Extract provided -
[BEGIN]
The theoretical framework of the Course of Action refers to an enactive approach of human activity.^18,33 Two main assumptions of this framework guide the analysis of the athletes’ activity in the context of sports performance: (a) performance is situated, meaning it cannot be dissociated from the context in which it takes place, and must therefore be studied in situ, and (b) the interactions between the athletes and their environment are asymmetrical in that each athlete interacts with their own meaningful world, enacted through the history of a dynamical coupling between the athlete and their environment.^18,36 These assumptions have one main methodological implication for performance analysis of the Formula Kite riders: to consider both perceptual experiences of riders and relevant measures of the outcomes of their activity in the ecological conditions of real performance situations. Within this framework and in the scope of this article, we refer to perceptual experience as the meaningful perturbations and salient perceptions of the riders in relation to their pursuit of performance. That is, we approach perceptual experience in terms of sense-making rather than in terms of relevant cue recognition of visual search behavior.^16–17.

Methods

Participants and situation

Four Formula Kite riders (two men and two women) volunteered to participate in the study, with an age of 24.75 ± 3.5 years (mean ± standard deviation (SD)). They were competing at international level with track records of reaching podiums in European and world championships. The protocol of the study was approved by the Ethical Committee for Non-Interventional Research of the university of affiliation of the authors. All participants provided written informed consent to participate in the study. In order to protect their anonymity, we have used pseudonyms for each participant: KM1 and KM2 for the two men; KW1 and KW2 for the two women.

Data collection

Data were collected during a training session. Four speed tests were performed for the needs of the study: two speed tests upwind (one on starboard tack, one on port tack), and two speed tests downwind (one on starboard tack, one on port tack). The duration of the speed tests ranged between 1 min 47 s and 3 min 20 s. Speed tests were performed one after the other with time between each test for the riders to regroup. Wind speed during the speed tests was measured at 15 to 17 knots. The wind created small waves, and there was no significant ground swell in the sailing area. Riders used kite surfaces ranging between 11 and 13 m².

Data were collected in two steps. First, the behavior of the riders was video-recorded from the coach's boat during the training session. Each rider was also equipped with an action sport camera (VIRB XE, Garmin) fitted on their helmet, providing a continuous recording of the situation from a “first-person point of view.” Furthermore, a 5 Hz measurement unit with Global Positioning System (GPS, Yachbot, Igtimi) was installed on each rider's board to record the board speed. Secondly, retrospective verbalizations by the athletes were recorded during individual self-confrontation interviews, which took place 2 to 4 hours after the training session. These interviews consisted in confronting each rider with recorded videos of the training to make the rider “re-live” the situation. The researcher and the athlete were installed in front of a computer playing in sync the videos recorded from the action sport camera and from the coach's boat. The researcher used prompts to guide the athletes in a chronological description of the re-lived experience, expressing as precisely as possible what they had aimed for, done, expected, felt, thought, and perceived at every moment. As examples, typical prompts used by the researcher were: “At this moment, what are you doing?”, “What are you looking to do?”, “What are you thinking?”, “What are you focused on?”, or “What are you feeling?” The answers of the participants could then be the subject of requests for more details in order to obtain the most accurate description possible of their first-person experience. Moreover, like the researcher, athletes were able to control the video playback by pausing or replaying sequences to take the time to describe their “re-lived” experience of these moments.
[END]
Supplied material -
[BEGIN]
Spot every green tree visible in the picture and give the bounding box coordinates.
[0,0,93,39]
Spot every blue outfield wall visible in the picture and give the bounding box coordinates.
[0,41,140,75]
[END]
The tasks -
1 – Can you revise the Formula Kite extract from "Participants and situation" up to and including "the two women.", replacing "pseudonyms" with "code names"?
2 – What comes next in the Formula Kite extract after its final sentence?

Exercise answers -
1 –
Participants and situation

Four Formula Kite riders (two men and two women) volunteered to participate in the study, with an age of 24.75 ± 3.5 years (mean ± standard deviation (SD)). They were competing at international level with track records of reaching podiums in European and world championships. The protocol of the study was approved by the Ethical Committee for Non-Interventional Research of the university of affiliation of the authors. All participants provided written informed consent to participate in the study. In order to protect their anonymity, we have used code names for each participant: KM1 and KM2 for the two men; KW1 and KW2 for the two women.

2 –
Data analysis

The self-confrontation interviews were fully transcribed. The data analysis was then conducted in three steps: (a) identification of meaningful episodes of the riders’ courses of experience and categorization into episodes of good or bad perceived performance; (b) evaluation of the riders’ performance based on their Velocity Made Good (VMG) for each meaningful episode of the riders’ courses of experience; and (c) comparison of the evaluated performance with the perceived performance of the meaningful episodes of the riders’ courses of experience.

Identification of meaningful episodes of the riders’ courses of experience and categorization into episodes of good or bad perceived performance

The qualitative analysis of the data consisted of reconstructing the participants’ courses of experience on each speed test. We carried out a back and forth progressive/regressive analysis of the data¹⁸ to identify (a) meaningful units of the riders’ courses of experience and (b) the meaningful episodes of the riders’ courses of experience.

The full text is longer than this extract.